►

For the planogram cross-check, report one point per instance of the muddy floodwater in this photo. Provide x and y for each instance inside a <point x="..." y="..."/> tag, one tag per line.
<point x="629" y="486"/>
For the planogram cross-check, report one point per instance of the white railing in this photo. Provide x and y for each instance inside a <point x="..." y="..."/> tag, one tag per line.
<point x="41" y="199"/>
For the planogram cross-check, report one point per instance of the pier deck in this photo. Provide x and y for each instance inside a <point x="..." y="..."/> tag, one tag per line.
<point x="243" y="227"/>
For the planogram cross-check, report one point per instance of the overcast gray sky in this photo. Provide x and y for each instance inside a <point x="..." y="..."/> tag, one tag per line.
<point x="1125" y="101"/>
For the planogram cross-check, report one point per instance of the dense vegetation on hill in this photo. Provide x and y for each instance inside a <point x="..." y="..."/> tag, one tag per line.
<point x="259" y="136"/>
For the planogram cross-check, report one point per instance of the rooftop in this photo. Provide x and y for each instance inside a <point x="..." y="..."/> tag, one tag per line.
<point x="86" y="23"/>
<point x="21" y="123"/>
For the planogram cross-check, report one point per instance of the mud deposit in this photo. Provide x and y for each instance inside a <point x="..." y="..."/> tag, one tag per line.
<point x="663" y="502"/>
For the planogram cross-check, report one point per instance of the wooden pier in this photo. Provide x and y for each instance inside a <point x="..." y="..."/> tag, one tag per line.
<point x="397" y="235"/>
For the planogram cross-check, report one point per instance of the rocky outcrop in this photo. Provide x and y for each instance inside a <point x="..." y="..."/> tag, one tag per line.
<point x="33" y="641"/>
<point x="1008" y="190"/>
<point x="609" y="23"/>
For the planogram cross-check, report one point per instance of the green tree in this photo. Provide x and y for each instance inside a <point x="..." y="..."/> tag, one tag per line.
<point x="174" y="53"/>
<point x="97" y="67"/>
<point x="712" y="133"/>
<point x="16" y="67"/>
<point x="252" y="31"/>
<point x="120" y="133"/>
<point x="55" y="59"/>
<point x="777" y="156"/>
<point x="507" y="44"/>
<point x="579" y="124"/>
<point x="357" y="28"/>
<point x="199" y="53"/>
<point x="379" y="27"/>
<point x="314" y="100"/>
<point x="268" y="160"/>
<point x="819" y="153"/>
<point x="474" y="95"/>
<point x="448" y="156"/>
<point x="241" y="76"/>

◄

Retype all of the material above without changing a single character.

For the planogram cross-check, report one point per instance of the muddy floodwater in this photo. Provide x and y for each instance inside a <point x="..." y="..."/> tag, one tag per line.
<point x="629" y="486"/>
For the planogram cross-check, report one point per instance of the white railing in this photo. Provide x and y for each instance inside a <point x="..." y="..."/> tag, one tag per line.
<point x="41" y="199"/>
For the planogram cross-check, report one point per instance of the pier deck in this photo. Provide x and y for each instance inside a <point x="..." y="..."/> tag, one tag per line.
<point x="243" y="227"/>
For the planogram cross-check, report one point per instance of the overcast gray sky in this photo. Provide x and y for each instance inside a <point x="..." y="..."/> tag, one tag per line.
<point x="1125" y="101"/>
For the planogram cross-check, report one point per instance of the dense vegetation on hill in this photo. Provide x and y for each instance inside a <point x="..." y="..."/> tag, one tag per line.
<point x="259" y="136"/>
For the planogram cross-check, report one point per instance of the rooftop in this photo. Provide x and y for each instance inside a <point x="..." y="..."/> tag, one tag per line.
<point x="86" y="23"/>
<point x="21" y="123"/>
For the planogram cross-check, report one point per instance of the mud deposit in this photo. Provide x and y for each instance inside a <point x="..." y="..."/> tag, one tag per line.
<point x="663" y="502"/>
For the planogram cross-check, report one point per instance of the wooden pier in this photo. Provide x and y for each instance inside a <point x="..." y="..."/> tag, one tag per line.
<point x="397" y="235"/>
For the planogram cross-check, report one point per instance of the rocky outcrop in this photo. Provide x and y for each instance inside a <point x="..." y="..."/> tag, one tag per line.
<point x="33" y="641"/>
<point x="1008" y="190"/>
<point x="609" y="23"/>
For the planogram cross-check, report one point per instance of the green tree in this photo. Provide x and y for each instance inside a <point x="..." y="..."/> tag, one tag per line.
<point x="174" y="53"/>
<point x="97" y="67"/>
<point x="712" y="133"/>
<point x="16" y="67"/>
<point x="252" y="31"/>
<point x="120" y="133"/>
<point x="55" y="59"/>
<point x="777" y="156"/>
<point x="507" y="44"/>
<point x="579" y="124"/>
<point x="357" y="28"/>
<point x="199" y="53"/>
<point x="379" y="27"/>
<point x="314" y="100"/>
<point x="268" y="160"/>
<point x="819" y="153"/>
<point x="474" y="95"/>
<point x="448" y="156"/>
<point x="241" y="76"/>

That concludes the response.